▸ GIVEN DATA
-------

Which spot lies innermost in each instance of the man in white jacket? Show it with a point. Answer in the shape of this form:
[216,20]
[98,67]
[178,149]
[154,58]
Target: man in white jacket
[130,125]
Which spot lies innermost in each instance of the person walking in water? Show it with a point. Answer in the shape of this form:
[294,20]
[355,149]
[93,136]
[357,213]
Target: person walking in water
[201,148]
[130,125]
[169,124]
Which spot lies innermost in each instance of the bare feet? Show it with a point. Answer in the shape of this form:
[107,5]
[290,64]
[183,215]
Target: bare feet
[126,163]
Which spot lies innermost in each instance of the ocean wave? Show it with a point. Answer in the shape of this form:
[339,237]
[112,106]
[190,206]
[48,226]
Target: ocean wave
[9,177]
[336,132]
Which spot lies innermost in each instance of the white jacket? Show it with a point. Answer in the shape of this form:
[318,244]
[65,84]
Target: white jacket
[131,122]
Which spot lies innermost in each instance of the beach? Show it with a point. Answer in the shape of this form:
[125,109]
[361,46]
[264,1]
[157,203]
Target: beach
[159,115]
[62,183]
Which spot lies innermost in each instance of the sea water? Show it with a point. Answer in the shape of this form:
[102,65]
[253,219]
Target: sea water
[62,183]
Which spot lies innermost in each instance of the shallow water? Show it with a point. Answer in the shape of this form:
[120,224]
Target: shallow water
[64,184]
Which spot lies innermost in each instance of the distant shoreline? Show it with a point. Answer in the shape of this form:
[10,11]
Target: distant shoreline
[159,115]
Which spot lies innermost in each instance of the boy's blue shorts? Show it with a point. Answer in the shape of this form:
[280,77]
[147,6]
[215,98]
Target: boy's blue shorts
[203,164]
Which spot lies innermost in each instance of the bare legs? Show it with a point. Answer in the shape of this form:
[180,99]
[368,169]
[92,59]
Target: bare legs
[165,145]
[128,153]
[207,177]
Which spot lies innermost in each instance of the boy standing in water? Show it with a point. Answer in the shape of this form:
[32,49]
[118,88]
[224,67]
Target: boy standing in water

-------

▸ TASK ITEM
Every record must appear in the answer exactly as it does above.

▸ EXERCISE OUTPUT
Which spot lies innermost in each instance of the man in white jacket? Show it with a point. Answer in the shape of this form:
[216,20]
[98,67]
[178,149]
[154,58]
Target: man in white jacket
[130,125]
Which spot lies innermost in each instance of the person walking in water? Show it with a point. Answer in the shape of this form:
[294,20]
[355,149]
[93,136]
[357,213]
Target: person walking in water
[201,148]
[130,125]
[169,124]
Which spot lies innermost in each instance of the bare feet? Show it with a point. Answer in the shape of this form:
[107,5]
[290,64]
[183,215]
Target: bare feet
[126,163]
Which spot lies innermost in each instance of the ocean wave? Show it with a point. Answer in the shape of this form:
[339,237]
[112,106]
[190,206]
[48,226]
Target: ocean wave
[9,177]
[336,132]
Which spot lies innermost in each instance of the white jacket? Show it with a point. Answer in the shape of this form:
[318,244]
[65,84]
Target: white jacket
[131,122]
Which spot lies innermost in each instance of the beach? Show it with a point. Answer in the shape of this form:
[125,109]
[361,46]
[264,1]
[157,203]
Target: beach
[159,115]
[62,183]
Which spot lies innermost in each instance of the sea water? Show it with a point. Answer in the shape of this form:
[102,65]
[253,219]
Target: sea water
[62,183]
Which spot lies innermost in each instance of the shallow water? Show it with a point. Answer in the shape of this form:
[120,224]
Target: shallow water
[64,184]
Which spot lies innermost in each instance of the distant shoreline? Show it with a point. Answer in the shape of this form:
[10,11]
Target: distant shoreline
[159,115]
Which spot lies innermost in each instance of the boy's blue shorts? Show it with a point. Answer in the shape of this form:
[280,77]
[147,6]
[215,98]
Target: boy's blue shorts
[203,164]
Which spot lies innermost in each instance of the bare legs? Show it with a point. Answer in the shape of this form:
[180,99]
[368,169]
[92,59]
Target: bare legs
[165,145]
[128,153]
[207,177]
Which spot lies innermost in each instance of the boy standing in water? Show it with a point. Answer in the shape of this form:
[32,49]
[118,88]
[224,67]
Target: boy standing in water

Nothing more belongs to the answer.